*Document text*
Griffith lost an ally in August 1912 when Noyes died at age 44 of pneumonia. The board chose Minor as his successor. Unlike Noyes, Minor insisted that Griffith clear player transactions with him. Griffith soon made it clear he wasn’t about to abide by that rule.
Before the 1913 season, Griffith went for all the marbles. He wrote a personal check for $100,000 to purchase Ty Cobb from Tigers owner Frank Navin, asking only that Navin give him two weeks to make good on the check. The Senators’ board was aghast. Griffith’s plan was to sell 100,000 advance tickets for $1 that fans could use for any game they chose. Navin, however, sent the check back.
With an eye fixed on the bottom line, Minor tried to renegotiate Walter Johnson’s salary after the 1914 season, despite pleas from Griffith and the looming threat of the Federal League. After Johnson had agreed to a deal with the Federals, Griffith enlisted Fred Clarke of the Pirates to visit the star pitcher and convince him to re-sign with Washington on the strength of a promise of a better offer. Johnson eventually got a five-year contract at $16,000 a year from Washington.
Griffith’s teams couldn’t sustain the 1912 and ’13 pace, but they remained competitive. Still, attendance faltered. The 1917 total was the lowest in the league, although the widely reported figure of 89,682 is surely an undercount. (A game-by-game tally with figures for all but seven days from Baseball-Reference shows a total of 145,384 for 72 dates.) One reason for the decline was the nation’s entry into World War I just before the season started. Although the federal government added an estimated 25,000 employees during the war, many of them worked well into the evening. Senators games started no later than 3:30 p.m. The team’s poor play – it never climbed higher than fifth in the standings – certainly didn’t help.

(Items from a labeling collection)
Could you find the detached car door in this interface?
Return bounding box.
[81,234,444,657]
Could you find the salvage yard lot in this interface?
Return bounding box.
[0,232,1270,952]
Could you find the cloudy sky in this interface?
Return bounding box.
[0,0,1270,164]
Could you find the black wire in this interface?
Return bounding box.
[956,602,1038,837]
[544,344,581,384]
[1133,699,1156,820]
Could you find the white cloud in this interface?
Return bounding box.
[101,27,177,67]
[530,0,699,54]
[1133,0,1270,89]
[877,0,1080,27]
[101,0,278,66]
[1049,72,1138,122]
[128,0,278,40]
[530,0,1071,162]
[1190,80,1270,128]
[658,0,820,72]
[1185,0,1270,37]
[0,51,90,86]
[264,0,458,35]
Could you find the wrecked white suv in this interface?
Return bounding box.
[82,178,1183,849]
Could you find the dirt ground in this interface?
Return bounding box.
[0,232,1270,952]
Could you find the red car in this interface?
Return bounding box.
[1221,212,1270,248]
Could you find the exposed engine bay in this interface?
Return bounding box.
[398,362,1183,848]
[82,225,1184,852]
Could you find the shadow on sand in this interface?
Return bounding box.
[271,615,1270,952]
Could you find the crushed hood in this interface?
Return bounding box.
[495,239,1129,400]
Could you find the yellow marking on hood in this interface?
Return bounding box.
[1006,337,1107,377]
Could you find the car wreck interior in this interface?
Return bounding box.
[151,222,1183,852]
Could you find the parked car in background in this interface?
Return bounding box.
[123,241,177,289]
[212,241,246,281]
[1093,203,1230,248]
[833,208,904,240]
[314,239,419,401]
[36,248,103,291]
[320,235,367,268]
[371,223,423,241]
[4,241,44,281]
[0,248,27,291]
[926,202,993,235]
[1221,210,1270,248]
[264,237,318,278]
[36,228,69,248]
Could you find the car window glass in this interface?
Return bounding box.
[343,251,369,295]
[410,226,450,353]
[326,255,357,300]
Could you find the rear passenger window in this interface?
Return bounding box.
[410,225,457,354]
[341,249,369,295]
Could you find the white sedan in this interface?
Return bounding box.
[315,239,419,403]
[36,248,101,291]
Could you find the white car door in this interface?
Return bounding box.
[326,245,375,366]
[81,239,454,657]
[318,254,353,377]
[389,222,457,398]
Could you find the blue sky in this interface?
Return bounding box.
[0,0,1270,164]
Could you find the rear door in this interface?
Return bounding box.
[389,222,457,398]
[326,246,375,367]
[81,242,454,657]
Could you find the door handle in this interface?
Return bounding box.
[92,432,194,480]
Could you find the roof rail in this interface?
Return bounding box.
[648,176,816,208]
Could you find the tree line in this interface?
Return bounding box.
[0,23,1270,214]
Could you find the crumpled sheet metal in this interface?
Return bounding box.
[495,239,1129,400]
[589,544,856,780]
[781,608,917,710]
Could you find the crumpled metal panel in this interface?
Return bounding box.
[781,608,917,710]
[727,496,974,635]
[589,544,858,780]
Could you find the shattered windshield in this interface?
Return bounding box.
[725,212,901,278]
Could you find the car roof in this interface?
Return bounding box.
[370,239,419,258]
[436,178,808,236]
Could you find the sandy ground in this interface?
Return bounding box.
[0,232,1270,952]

*Task list*
1: Using the passage on Griffith and the Senators, decide whether each statement agrees with it: (a) Noyes died of pneumonia at age 44. (b) Navin cashed Griffith's $100,000 check. (c) Senators games started as late as 5 p.m. Answer yes or no for each, and quote the words from the passage that settle it.
2: Go on with the passage on Griffith and the Senators, starting right after its final sentence.
These entries have no connection to the passage on Griffith and the Senators.

*Answers for the tasks*
1:
(a) Yes: "Noyes died at age 44 of pneumonia."
(b) No: "Navin, however, sent the check back."
(c) No: "Senators games started no later than 3:30 p.m."

2:
The team lost $43,000 in 1917, which forced members of the board to underwrite personal loans to meet expenses. The declining trend prompted talk about whether a team in Washington was viable. A rebound in the war-shortened 1918 season, which put Washington back in the middle of the pack in attendance and third in the standings, tended to quell the rumors. In May, for the first time, the Senators were allowed to play on Sundays. The adoption of daylight saving time, which let Washington start its games an hour later, likely helped, too.
Still anxious to gain a greater share of ownership, Griffith in 1917 sold his 4,000-acre ranch in Craig, Montana, for $85,000, less what he owed on the mortgage. He intended to use the money to partner with John Wilkins, a Washington businessman, to acquire majority control of the Senators. When that deal stalled, he approached Branch Rickey, then with the St. Louis Browns, about making an offer, but Rickey soon after moved into management with the Cardinals.
Although he didn’t get the five-year deal he sought, Griffith had signed a three-year contract in 1915 to keep managing. But he continued to seek a larger ownership role. Before that would happen, however, Griffith gained a considerable amount of favorable notice for himself and organized baseball by promoting a drive to supply equipment to military training camps during the war so the troops could play ball when they had free time. Griffith raised more than $100,000 in small donations to send supply ships full of bats, balls and gloves to the American Expeditionary Force in Europe, but a German U-boat sank the first such vessel before its cargo was delivered.
The Nats’ manager also interceded to prevent league president Johnson from shutting the season down in July after a government ruling that ball players needed to serve in the military or work in an industry essential to the war effort. Griffith knew Secretary of War Newton D. Baker and got him to agree that if the players participated in military drills – with their baseball bats instead of rifles – the regular season could continue until Labor Day with another two weeks for the World Series. An assistant secretary of the Navy, Franklin D. Roosevelt, took part in some of the drills.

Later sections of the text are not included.